===== MATERIAL FOR THE TASK =====

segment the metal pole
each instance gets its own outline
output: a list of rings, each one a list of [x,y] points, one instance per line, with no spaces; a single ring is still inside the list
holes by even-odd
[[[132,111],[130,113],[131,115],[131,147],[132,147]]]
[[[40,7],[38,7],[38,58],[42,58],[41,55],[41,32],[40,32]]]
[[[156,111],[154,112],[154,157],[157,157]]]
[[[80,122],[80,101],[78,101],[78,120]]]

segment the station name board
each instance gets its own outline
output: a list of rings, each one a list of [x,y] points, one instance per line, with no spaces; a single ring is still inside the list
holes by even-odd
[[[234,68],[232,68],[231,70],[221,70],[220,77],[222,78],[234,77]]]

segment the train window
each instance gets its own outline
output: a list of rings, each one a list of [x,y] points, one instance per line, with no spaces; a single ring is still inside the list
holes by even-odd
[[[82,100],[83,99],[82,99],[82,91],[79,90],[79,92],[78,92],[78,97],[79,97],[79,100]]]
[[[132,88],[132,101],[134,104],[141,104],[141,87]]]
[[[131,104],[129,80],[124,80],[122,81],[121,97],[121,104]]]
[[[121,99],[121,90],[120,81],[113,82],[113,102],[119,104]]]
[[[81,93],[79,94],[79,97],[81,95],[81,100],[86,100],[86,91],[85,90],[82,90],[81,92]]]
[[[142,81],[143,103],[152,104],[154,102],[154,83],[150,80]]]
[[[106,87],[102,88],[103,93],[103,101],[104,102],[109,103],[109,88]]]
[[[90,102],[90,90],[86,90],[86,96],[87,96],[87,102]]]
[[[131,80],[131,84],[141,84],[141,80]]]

=====

• **GIVEN INSTRUCTION**: Can you write out, word for word, the entries from the line with "segment the station name board" down to the final line of the entries?

• **SOLUTION TO THE PROBLEM**:
segment the station name board
each instance gets its own outline
output: a list of rings, each one a list of [x,y] points, one instance per line, with no spaces; a single ring is still inside the list
holes by even-odd
[[[234,68],[232,68],[231,70],[221,70],[220,77],[222,78],[234,77]]]

segment the train window
each instance gets its own outline
output: a list of rings, each one a list of [x,y] points, one instance per line, with no spaces; a single ring is still inside the list
holes by even-odd
[[[82,100],[83,99],[82,99],[82,91],[79,90],[79,92],[78,92],[78,97],[79,97],[79,100]]]
[[[132,88],[132,101],[134,104],[141,104],[141,87]]]
[[[131,104],[129,80],[124,80],[122,81],[121,97],[121,104]]]
[[[121,99],[121,90],[120,81],[113,82],[113,102],[119,104]]]
[[[81,93],[79,94],[79,97],[81,95],[81,100],[86,100],[86,91],[85,90],[82,90],[81,92]]]
[[[142,81],[143,103],[152,104],[154,102],[154,83],[150,80]]]
[[[106,87],[102,88],[103,93],[103,101],[104,102],[109,103],[109,88]]]
[[[90,102],[90,90],[86,90],[86,96],[87,96],[87,102]]]
[[[131,80],[131,84],[141,84],[141,80]]]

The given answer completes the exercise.